Dataset entries:
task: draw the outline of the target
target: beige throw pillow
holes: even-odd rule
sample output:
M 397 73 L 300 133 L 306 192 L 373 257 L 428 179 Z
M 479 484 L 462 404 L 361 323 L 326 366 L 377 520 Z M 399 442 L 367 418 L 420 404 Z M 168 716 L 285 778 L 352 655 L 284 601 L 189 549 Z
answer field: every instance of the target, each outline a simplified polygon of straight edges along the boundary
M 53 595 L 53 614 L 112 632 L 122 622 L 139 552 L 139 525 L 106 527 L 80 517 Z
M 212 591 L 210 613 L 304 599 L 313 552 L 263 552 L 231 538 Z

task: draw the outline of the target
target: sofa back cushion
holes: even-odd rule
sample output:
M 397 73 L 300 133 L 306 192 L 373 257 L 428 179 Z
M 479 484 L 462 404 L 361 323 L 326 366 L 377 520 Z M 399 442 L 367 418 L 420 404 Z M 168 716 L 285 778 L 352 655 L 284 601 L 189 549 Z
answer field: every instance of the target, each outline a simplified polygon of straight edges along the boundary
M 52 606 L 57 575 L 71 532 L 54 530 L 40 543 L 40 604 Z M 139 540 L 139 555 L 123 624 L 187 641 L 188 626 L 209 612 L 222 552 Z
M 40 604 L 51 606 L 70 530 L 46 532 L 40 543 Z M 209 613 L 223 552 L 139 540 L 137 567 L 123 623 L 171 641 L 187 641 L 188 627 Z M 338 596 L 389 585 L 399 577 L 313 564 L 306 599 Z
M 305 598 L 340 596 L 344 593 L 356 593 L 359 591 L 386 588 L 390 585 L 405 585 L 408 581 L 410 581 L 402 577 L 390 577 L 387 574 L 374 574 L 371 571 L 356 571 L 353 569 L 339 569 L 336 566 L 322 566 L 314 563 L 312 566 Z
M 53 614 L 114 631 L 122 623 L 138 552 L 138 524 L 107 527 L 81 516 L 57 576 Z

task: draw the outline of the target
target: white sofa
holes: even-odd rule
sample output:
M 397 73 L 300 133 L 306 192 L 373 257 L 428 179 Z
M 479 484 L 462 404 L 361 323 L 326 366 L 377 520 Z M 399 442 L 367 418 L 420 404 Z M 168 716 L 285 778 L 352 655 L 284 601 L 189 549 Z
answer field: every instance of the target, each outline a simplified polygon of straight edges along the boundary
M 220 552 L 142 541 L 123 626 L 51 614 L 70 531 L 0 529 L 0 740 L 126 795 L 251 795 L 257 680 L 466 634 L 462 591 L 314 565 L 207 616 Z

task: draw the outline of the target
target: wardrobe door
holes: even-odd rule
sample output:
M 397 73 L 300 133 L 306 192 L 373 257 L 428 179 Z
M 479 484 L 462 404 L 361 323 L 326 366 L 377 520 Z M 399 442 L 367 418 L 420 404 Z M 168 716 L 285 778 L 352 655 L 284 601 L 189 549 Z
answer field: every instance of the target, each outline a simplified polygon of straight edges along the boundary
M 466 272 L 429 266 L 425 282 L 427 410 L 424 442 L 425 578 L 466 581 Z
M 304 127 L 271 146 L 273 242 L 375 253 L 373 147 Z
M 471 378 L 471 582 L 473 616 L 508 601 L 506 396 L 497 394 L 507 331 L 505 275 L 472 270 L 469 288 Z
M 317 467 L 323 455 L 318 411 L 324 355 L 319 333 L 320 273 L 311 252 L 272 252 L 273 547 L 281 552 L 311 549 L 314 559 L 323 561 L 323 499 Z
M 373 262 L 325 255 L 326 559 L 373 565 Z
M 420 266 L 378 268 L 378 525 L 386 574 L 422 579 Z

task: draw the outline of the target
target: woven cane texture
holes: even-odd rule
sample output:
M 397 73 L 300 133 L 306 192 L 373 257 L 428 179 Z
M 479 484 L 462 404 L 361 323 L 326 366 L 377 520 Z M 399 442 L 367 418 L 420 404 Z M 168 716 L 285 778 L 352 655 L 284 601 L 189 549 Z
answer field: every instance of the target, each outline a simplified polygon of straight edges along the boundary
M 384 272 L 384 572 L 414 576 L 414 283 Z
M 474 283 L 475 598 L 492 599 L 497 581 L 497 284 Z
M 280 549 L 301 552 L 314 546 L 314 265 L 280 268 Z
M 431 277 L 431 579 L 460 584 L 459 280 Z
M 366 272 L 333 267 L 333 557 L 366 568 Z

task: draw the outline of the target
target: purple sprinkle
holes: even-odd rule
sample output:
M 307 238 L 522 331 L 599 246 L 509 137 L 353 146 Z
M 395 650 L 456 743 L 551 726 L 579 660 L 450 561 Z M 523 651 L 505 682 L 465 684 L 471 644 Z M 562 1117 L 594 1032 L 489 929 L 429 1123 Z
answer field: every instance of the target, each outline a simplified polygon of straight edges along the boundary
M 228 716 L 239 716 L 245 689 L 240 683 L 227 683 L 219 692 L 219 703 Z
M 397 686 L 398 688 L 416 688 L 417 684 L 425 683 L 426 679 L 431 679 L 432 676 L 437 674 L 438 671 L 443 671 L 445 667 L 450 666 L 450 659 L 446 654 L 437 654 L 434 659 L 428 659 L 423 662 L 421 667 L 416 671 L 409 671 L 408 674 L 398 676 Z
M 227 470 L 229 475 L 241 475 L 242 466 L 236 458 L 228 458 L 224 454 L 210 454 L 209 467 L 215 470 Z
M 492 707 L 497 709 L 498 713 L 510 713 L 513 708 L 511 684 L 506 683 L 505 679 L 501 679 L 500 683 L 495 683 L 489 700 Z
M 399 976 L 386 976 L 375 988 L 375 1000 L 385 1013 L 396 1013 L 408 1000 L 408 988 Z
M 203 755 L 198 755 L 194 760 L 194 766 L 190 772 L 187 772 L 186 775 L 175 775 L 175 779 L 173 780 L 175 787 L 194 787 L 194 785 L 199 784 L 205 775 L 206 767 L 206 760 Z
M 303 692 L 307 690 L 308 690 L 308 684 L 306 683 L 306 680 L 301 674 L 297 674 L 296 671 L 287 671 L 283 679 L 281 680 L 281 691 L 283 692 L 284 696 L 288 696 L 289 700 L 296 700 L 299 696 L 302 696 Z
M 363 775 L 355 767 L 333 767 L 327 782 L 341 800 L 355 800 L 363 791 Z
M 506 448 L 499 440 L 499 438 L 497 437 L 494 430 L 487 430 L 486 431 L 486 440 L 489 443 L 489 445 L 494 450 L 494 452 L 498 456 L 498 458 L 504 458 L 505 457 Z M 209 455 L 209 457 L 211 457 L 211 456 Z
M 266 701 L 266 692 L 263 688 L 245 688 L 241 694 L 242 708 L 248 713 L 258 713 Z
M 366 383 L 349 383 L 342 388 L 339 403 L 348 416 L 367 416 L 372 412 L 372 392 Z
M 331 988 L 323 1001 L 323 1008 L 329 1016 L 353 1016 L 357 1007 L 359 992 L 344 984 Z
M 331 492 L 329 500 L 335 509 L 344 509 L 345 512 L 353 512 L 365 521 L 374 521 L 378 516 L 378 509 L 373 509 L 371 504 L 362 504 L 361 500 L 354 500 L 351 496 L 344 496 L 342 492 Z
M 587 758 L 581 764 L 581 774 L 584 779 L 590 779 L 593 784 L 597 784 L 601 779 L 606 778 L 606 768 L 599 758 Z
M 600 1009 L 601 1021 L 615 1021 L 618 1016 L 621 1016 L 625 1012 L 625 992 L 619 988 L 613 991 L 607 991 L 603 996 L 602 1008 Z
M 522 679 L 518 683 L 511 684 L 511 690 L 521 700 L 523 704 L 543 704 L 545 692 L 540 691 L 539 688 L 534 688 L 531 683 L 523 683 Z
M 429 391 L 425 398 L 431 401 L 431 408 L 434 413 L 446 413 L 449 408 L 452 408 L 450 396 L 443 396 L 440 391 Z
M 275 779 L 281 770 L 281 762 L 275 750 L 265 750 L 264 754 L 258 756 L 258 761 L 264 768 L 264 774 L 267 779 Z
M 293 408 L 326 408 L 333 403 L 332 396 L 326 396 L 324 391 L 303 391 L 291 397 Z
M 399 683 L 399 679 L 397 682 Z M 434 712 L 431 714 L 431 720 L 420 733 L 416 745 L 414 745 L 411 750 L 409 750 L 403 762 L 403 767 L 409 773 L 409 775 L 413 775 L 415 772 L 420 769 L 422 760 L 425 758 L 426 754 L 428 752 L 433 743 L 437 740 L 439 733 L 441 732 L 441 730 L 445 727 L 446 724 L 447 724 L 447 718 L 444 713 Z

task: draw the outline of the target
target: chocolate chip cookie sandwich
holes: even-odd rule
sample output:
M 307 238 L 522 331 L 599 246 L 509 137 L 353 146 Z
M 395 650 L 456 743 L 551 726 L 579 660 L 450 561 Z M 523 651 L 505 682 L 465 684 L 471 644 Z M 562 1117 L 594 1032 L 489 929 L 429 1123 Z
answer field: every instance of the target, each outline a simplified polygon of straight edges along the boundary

#### Required work:
Reproduce the records above word for word, starting at their first line and ending after the line that contains "M 53 595 L 53".

#### Result below:
task: draw the outline of the target
target: beige throw pillow
holes: even-odd rule
sample output:
M 397 73 L 300 133 L 306 192 L 373 257 L 428 179 Z
M 479 484 L 462 404 L 361 323 L 326 366 L 377 520 Z M 399 442 L 367 418 L 420 404 Z M 168 716 L 285 778 L 352 655 L 284 601 L 189 549 Z
answer field: every instance of the target, each outline a simplified polygon of straight edges along the boundary
M 53 595 L 53 614 L 112 632 L 122 622 L 139 552 L 139 525 L 106 527 L 80 517 Z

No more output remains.